• [SHORT EXERCISE A]: Find every line in the records that contains the string "head", matching case exactly, and copy each of those lines.

• [PAGE EXTRACT]:
·····

Root Cause: Streamlit's synchronous execution model conflicted with async database operations. Multiple asyncio.run() calls created conflicting event loops, and database sessions weren't being properly closed, leaving connections open.

Fix: Implemented proper session lifecycle management:

  • Added explicit session creation, commit, rollback, and close in try/finally blocks
  • Configured connection pooling with pool_pre_ping=True and pool_recycle=3600
  • Created new event loops for each Streamlit request and properly closed them
  • Ensured sessions are always closed even if errors occur

Files Changed:

  • interface/dashboard/queries.py: Added proper session lifecycle management
  • interface/dashboard/app.py: Fixed event loop handling for Streamlit's sync context

Configuration Details

Database Connection

The application uses async PostgreSQL connections via asyncpg:

  • Host: localhost (when connecting from host machine)
  • Port: 5432
  • Database: einvoicing
  • User: einvoice
  • Password: einvoice_dev

Connection string format:

postgresql+asyncpg://USER:PASSWORD@HOST:PORT/DATABASE

File Processing

Supported File Types:

  • PDF (.pdf)
  • Excel (.xlsx, .xls)

·····

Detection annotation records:
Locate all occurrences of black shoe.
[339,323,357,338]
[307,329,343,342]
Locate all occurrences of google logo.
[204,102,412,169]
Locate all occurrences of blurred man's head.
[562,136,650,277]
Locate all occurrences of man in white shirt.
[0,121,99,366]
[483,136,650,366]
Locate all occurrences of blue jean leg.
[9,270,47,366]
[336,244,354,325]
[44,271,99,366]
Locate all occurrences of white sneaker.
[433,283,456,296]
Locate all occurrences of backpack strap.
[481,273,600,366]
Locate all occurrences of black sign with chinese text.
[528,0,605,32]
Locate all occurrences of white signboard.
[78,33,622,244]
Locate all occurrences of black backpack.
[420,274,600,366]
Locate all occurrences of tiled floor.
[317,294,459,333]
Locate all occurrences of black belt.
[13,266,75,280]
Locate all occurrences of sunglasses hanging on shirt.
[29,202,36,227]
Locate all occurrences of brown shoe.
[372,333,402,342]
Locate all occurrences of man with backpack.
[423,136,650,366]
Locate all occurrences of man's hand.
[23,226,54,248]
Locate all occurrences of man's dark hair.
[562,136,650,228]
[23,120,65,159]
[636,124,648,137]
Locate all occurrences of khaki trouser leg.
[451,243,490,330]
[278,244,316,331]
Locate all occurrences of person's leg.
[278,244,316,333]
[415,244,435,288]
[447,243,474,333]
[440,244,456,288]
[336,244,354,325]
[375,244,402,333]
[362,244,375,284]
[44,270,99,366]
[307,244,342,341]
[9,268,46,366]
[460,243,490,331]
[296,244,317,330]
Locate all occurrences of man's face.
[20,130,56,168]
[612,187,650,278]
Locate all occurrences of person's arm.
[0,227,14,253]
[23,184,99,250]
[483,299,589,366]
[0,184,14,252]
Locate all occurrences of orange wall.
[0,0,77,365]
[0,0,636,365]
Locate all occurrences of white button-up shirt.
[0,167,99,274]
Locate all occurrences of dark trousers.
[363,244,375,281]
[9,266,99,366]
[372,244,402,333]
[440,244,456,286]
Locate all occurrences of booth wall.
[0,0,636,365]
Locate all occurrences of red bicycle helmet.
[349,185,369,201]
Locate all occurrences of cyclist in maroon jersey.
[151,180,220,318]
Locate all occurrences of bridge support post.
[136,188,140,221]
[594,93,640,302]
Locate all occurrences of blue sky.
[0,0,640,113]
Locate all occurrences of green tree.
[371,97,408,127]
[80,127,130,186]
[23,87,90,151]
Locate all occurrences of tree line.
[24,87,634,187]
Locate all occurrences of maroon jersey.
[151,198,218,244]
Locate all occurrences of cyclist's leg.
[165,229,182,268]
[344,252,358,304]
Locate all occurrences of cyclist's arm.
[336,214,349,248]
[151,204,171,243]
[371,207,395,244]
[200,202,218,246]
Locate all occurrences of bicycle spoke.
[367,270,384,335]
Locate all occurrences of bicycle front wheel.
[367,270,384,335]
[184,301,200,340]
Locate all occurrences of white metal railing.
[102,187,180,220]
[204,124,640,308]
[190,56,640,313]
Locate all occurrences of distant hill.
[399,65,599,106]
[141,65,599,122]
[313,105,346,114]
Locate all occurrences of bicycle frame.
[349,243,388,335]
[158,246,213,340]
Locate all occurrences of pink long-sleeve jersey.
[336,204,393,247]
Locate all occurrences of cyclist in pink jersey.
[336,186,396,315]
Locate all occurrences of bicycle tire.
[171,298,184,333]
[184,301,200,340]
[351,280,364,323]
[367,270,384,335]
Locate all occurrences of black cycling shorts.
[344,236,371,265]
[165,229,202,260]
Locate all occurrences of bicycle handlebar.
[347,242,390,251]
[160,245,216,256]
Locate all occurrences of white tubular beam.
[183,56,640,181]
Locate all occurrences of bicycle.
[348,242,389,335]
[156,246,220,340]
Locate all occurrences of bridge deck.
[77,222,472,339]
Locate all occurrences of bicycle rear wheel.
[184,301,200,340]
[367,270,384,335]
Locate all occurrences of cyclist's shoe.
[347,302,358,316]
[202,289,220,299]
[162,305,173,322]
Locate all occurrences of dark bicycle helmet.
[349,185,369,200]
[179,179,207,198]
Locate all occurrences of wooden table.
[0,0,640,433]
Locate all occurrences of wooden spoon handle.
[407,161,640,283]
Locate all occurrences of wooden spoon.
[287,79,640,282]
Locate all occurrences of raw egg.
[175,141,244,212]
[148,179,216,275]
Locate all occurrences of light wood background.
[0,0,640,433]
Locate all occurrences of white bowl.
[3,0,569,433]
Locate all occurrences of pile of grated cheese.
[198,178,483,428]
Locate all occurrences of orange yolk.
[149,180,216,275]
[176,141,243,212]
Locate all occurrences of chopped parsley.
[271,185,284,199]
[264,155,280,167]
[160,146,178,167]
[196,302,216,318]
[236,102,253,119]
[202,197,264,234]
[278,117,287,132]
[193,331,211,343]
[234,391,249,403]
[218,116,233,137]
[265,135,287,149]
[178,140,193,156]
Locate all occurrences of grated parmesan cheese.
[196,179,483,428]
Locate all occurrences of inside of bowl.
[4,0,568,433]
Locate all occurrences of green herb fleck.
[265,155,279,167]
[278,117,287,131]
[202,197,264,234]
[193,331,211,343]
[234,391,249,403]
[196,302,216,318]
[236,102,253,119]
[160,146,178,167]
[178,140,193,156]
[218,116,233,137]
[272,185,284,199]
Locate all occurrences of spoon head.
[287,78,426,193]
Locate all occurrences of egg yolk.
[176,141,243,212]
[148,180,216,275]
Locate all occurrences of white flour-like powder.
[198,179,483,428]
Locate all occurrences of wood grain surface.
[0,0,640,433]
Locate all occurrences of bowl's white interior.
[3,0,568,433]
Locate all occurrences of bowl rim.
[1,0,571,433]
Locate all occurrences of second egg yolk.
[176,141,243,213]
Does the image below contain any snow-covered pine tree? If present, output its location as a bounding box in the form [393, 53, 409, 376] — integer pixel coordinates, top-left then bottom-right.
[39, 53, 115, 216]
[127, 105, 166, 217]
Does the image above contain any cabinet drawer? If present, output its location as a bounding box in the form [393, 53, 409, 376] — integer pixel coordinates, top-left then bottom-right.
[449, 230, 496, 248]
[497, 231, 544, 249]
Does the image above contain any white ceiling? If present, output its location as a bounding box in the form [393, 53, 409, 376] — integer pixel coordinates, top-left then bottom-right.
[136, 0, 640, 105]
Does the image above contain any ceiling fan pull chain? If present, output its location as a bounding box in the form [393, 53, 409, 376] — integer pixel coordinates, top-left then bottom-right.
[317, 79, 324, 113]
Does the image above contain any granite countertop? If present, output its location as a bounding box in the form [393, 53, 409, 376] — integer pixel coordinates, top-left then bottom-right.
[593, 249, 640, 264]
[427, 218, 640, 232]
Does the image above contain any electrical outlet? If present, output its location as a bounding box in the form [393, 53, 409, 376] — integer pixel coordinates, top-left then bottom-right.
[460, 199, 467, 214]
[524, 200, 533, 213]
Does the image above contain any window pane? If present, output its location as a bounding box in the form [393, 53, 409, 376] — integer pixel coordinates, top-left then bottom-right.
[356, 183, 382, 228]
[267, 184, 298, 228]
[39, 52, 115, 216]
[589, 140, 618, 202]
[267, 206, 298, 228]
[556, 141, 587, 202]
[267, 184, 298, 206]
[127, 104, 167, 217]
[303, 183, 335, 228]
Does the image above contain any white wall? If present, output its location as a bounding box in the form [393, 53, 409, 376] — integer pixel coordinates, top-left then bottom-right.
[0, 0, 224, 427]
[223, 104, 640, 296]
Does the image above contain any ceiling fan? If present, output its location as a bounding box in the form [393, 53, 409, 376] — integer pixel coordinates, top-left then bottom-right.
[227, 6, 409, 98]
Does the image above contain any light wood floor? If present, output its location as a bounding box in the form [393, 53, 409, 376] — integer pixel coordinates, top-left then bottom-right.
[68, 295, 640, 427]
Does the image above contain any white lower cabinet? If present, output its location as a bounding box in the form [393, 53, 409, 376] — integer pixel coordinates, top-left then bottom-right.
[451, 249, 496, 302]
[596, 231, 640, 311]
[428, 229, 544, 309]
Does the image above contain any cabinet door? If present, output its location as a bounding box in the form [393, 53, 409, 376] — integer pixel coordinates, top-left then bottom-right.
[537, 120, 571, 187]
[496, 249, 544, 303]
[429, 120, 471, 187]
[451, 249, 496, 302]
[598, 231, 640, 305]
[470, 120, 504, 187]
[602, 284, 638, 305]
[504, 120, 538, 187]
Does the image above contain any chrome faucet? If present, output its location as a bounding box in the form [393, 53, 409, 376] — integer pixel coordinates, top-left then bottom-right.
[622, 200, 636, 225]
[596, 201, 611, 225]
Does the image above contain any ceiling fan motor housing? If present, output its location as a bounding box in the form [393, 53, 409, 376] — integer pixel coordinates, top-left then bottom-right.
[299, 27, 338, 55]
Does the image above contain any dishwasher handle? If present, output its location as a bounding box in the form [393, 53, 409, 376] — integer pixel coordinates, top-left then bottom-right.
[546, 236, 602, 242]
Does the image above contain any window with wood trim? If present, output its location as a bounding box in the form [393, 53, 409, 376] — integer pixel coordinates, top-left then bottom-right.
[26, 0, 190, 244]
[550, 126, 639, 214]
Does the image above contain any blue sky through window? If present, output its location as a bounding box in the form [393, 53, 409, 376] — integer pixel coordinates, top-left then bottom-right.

·····

• [SHORT EXERCISE B]:
Answer these questions using the page extract above:
(i) What value is pool_recycle configured with?
(ii) Which file received the fix for event loop handling?
(iii) What port does the database connection use?

• [PROBLEM SOLUTION A]:
Locate all occurrences of blurred man's head.
Locate all occurrences of spoon head.

• [PROBLEM SOLUTION B]:
(i) 3600
(ii) interface/dashboard/app.py
(iii) 5432